• _TASK TO COMPLETE_:
Write out the listing below again, precisely as it is given.

Dataset records about object locations:
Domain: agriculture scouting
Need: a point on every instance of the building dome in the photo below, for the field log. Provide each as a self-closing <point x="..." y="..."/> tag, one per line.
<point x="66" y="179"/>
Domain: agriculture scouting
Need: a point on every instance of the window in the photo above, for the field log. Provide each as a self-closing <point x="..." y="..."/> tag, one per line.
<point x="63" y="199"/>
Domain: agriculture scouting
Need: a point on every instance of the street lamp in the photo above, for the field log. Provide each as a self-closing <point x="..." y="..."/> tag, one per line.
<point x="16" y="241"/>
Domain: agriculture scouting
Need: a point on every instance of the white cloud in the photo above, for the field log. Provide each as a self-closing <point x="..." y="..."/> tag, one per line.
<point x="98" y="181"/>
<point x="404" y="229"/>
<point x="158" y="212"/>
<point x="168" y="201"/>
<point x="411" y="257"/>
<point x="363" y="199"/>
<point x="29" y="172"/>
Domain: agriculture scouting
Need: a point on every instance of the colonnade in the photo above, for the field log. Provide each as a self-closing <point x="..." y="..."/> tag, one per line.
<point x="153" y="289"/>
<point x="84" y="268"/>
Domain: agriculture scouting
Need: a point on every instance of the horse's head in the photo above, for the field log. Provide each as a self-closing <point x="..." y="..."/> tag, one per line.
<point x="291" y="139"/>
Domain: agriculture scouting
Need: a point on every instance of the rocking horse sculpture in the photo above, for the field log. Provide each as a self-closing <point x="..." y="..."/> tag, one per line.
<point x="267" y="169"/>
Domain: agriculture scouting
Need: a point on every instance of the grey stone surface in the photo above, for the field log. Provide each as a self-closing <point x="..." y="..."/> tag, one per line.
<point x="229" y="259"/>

• _RESPONSE TO THE EXERCISE_:
Domain: agriculture scouting
Need: a point on every instance of the building dome in the photo below, for the field log. Provide each as a self-closing <point x="..." y="..."/> tag, one per line.
<point x="66" y="179"/>
Domain: agriculture scouting
Need: a point on every instance of the window in the photo above, for the field log. Provide each as a self-closing <point x="..." y="..."/> tag, one per line.
<point x="63" y="199"/>
Domain: agriculture scouting
Need: a point on every instance of the street lamp in the photo above, for the field log. Provide each as a self-closing <point x="..." y="..."/> tag, one per line.
<point x="16" y="241"/>
Domain: agriculture scouting
Need: a point on every instance of the white cloud in the photo above, for the field log. Provide each as a self-closing <point x="..." y="..."/> tag, one per line.
<point x="98" y="181"/>
<point x="404" y="229"/>
<point x="158" y="212"/>
<point x="168" y="201"/>
<point x="411" y="257"/>
<point x="363" y="199"/>
<point x="29" y="172"/>
Domain: agriculture scouting
Need: a point on every instance of the colonnade in the photo above, for the field log. Provide each as a self-closing <point x="..." y="..."/> tag, one per line.
<point x="153" y="289"/>
<point x="84" y="268"/>
Domain: agriculture scouting
Need: a point on every instance of the horse's head in the photo above, for the field log. Provide each as a self-closing <point x="..." y="..."/> tag, one per line.
<point x="291" y="139"/>
Domain: agriculture scouting
Need: a point on every instance of the rocking horse sculpture in the photo above, for the field log. Provide each as a self-closing <point x="..." y="..."/> tag, one per line.
<point x="267" y="169"/>
Domain: agriculture scouting
Need: a point on every instance of the grey stone surface in the photo above, for the field log. Provide each as a self-closing <point x="..." y="..."/> tag, one per line.
<point x="229" y="259"/>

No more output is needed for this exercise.